# [SET PROBLEM]
Output the material below line for line without any change, but leave out the pictures.

# [SUPPLIED DATA]

^^^^

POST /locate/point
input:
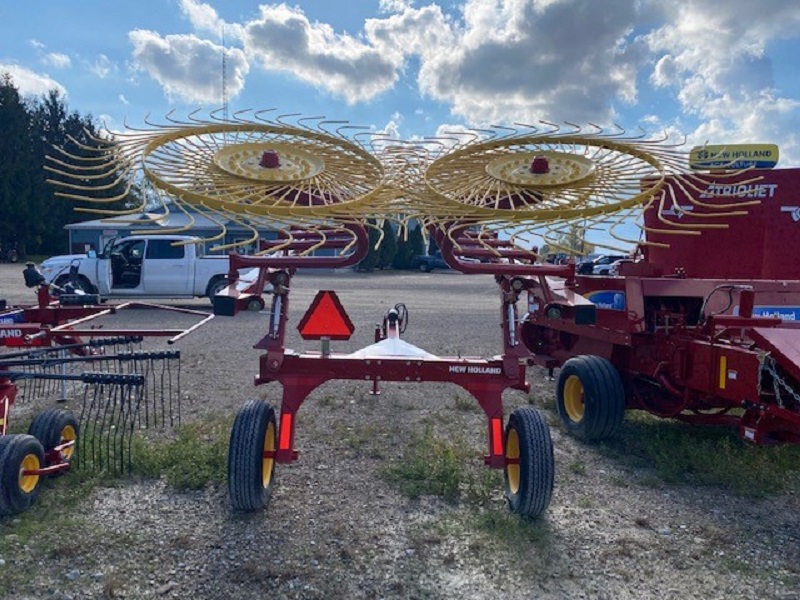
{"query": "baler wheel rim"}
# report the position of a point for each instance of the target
(28, 483)
(574, 402)
(251, 473)
(54, 427)
(18, 453)
(512, 453)
(268, 462)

^^^^

# [COMPLETE ANSWER]
POST /locate/point
input:
{"query": "baler wheel rim"}
# report the position of a point for each instance of the target
(28, 483)
(574, 402)
(251, 473)
(54, 427)
(18, 453)
(512, 453)
(268, 462)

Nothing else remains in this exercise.